**YOUR OBJECTIVE**. Pick out every line below that contains the word "mountain" and copy each one.

**Labeled contour entries**.
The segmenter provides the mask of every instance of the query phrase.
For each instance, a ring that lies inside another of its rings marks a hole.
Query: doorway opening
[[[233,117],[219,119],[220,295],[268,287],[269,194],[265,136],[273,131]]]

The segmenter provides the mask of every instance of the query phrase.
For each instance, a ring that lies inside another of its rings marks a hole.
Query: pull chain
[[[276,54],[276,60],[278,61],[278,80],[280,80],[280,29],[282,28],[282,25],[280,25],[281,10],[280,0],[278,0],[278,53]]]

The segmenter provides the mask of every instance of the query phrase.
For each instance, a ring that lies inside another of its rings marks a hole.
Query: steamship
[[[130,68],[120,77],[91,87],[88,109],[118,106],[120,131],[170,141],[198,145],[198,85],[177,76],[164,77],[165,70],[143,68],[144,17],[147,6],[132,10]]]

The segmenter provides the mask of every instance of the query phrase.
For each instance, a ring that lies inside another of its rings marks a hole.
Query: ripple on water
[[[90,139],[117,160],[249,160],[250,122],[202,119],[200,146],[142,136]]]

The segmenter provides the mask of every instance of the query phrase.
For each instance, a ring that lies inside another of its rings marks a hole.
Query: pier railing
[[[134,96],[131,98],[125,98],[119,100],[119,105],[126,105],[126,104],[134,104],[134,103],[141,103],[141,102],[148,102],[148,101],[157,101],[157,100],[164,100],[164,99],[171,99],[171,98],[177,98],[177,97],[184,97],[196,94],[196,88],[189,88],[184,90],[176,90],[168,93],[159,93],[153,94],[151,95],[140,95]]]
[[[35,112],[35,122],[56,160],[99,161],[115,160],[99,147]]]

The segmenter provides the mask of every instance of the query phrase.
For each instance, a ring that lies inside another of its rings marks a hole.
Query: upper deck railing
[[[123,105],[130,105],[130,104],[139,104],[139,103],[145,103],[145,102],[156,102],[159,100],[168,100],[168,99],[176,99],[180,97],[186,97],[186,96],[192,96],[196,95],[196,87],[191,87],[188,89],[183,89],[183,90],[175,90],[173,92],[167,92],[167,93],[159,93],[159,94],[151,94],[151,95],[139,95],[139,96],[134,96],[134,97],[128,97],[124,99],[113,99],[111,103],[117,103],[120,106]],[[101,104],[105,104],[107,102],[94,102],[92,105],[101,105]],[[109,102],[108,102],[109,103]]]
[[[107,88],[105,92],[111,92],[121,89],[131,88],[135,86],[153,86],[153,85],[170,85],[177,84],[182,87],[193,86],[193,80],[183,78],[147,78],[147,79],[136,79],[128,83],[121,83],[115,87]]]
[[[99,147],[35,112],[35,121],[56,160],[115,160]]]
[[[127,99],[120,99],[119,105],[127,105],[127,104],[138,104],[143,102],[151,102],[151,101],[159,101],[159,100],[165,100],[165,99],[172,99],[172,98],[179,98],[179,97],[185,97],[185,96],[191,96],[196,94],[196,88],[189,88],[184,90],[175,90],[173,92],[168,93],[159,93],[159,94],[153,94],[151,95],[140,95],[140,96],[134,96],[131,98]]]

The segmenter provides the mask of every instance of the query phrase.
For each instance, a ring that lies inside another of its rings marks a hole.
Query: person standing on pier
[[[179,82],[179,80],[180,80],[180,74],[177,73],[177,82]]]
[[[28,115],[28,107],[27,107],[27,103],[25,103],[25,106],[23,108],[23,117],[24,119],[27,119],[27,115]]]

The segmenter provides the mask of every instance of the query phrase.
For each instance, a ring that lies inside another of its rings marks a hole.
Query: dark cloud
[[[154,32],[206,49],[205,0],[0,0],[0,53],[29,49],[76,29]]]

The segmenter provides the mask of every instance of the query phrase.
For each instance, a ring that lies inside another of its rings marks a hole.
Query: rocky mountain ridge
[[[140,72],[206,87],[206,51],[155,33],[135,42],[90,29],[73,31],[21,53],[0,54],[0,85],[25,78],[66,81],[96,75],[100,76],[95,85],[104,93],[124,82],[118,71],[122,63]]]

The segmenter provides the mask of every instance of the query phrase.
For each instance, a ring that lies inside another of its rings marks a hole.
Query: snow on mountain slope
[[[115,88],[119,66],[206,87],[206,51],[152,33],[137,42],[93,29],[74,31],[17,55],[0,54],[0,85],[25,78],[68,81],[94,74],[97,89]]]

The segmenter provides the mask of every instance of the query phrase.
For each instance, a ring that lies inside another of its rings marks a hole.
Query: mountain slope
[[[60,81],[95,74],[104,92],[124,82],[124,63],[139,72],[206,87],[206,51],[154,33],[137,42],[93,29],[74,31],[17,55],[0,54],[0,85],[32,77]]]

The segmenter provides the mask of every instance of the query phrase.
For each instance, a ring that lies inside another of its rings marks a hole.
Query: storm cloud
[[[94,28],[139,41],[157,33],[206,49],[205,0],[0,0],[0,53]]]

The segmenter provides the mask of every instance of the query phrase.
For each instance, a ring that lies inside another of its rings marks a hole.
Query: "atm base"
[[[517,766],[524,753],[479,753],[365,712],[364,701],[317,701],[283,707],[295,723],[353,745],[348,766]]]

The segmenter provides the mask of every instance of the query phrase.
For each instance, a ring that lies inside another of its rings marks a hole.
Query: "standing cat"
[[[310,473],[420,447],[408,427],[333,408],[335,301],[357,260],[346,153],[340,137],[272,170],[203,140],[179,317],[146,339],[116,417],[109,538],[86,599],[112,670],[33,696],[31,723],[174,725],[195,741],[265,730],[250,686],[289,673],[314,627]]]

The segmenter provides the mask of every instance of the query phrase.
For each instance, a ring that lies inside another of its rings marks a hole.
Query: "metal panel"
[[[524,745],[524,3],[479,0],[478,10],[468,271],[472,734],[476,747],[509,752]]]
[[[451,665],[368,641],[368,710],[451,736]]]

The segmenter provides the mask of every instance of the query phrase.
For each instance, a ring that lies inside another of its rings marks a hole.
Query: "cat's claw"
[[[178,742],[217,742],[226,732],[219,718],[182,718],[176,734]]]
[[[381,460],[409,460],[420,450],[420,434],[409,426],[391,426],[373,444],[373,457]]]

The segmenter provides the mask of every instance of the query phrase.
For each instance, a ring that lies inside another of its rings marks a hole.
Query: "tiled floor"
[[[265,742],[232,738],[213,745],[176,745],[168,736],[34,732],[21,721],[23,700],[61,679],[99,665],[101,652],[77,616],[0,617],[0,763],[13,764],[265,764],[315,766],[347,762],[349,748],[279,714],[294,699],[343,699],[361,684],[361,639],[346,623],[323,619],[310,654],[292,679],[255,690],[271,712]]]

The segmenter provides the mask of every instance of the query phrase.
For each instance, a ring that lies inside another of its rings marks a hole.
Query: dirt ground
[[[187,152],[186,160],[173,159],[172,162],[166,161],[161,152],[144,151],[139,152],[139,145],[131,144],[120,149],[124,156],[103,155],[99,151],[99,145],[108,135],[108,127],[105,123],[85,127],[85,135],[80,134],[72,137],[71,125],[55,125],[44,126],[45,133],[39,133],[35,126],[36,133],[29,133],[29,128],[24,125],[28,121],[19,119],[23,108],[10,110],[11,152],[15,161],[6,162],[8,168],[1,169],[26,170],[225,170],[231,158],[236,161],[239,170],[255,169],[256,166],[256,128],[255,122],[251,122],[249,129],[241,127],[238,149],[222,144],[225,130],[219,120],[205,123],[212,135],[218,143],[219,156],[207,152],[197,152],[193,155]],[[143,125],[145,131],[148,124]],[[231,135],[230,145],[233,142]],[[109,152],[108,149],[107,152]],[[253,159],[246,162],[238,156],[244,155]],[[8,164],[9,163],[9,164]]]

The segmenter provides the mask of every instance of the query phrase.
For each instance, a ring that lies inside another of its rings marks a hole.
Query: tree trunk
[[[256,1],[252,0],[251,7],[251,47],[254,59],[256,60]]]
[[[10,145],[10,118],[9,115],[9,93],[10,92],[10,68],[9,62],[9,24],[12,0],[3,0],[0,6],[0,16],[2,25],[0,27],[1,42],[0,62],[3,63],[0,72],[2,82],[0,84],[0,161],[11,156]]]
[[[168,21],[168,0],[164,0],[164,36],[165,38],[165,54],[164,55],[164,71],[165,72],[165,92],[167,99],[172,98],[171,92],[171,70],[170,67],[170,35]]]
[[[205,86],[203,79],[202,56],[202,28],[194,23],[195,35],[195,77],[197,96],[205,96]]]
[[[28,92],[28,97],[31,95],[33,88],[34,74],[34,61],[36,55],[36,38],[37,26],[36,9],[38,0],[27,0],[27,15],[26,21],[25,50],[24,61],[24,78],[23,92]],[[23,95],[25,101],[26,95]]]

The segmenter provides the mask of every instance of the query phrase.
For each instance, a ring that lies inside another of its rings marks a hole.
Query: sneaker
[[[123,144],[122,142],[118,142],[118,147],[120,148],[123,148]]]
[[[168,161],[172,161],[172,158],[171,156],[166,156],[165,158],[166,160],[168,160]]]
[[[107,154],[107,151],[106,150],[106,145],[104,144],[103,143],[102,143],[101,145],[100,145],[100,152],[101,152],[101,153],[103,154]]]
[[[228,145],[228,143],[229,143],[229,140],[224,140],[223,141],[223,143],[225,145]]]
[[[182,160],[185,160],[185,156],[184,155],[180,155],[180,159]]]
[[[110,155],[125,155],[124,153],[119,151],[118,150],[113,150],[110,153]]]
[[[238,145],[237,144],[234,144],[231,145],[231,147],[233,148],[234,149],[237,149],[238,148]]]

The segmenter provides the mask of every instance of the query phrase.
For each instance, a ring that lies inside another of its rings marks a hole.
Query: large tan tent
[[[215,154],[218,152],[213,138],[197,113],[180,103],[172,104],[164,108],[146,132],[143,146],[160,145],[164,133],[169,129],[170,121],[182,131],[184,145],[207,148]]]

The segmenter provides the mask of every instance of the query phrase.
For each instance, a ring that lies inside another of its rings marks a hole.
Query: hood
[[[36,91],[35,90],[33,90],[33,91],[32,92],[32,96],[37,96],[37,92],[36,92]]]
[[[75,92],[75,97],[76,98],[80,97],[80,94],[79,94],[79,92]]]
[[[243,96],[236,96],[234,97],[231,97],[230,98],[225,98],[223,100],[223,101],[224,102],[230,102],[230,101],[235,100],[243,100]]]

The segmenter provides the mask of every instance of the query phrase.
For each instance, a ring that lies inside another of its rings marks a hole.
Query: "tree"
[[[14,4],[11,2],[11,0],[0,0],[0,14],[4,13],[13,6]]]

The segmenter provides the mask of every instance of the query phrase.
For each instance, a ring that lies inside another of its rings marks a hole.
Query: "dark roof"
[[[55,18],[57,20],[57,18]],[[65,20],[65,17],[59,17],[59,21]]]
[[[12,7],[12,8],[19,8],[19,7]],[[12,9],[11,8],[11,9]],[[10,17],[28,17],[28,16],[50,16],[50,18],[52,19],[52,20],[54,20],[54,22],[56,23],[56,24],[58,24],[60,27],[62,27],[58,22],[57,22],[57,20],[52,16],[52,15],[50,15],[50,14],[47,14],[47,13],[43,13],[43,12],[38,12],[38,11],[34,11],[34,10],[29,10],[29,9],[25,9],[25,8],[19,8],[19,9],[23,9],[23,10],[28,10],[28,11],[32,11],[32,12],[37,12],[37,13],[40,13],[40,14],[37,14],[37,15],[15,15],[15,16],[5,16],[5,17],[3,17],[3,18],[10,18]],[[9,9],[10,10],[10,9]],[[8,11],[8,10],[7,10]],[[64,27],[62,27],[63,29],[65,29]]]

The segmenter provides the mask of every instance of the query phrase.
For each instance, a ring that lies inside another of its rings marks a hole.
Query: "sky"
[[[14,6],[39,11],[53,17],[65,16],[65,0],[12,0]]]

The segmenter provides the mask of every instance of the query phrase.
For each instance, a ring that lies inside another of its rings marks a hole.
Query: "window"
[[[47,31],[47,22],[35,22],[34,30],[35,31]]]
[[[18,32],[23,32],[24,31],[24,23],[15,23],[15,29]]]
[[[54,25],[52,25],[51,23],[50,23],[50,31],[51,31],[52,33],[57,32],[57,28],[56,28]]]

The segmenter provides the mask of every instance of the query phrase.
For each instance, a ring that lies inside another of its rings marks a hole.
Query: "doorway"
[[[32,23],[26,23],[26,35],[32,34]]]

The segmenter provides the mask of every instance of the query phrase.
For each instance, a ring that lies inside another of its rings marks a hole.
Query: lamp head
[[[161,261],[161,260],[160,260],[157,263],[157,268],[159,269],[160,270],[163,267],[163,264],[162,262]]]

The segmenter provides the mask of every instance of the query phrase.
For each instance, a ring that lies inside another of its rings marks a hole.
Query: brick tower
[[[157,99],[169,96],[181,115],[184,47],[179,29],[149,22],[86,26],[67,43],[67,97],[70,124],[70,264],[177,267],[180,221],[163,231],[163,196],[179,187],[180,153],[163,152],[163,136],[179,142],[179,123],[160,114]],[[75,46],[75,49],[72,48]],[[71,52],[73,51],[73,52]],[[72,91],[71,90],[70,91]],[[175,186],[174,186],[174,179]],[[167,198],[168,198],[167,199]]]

**REPLY**.
Query: rocky mountain ridge
Query: snow on mountain slope
Query: mountain slope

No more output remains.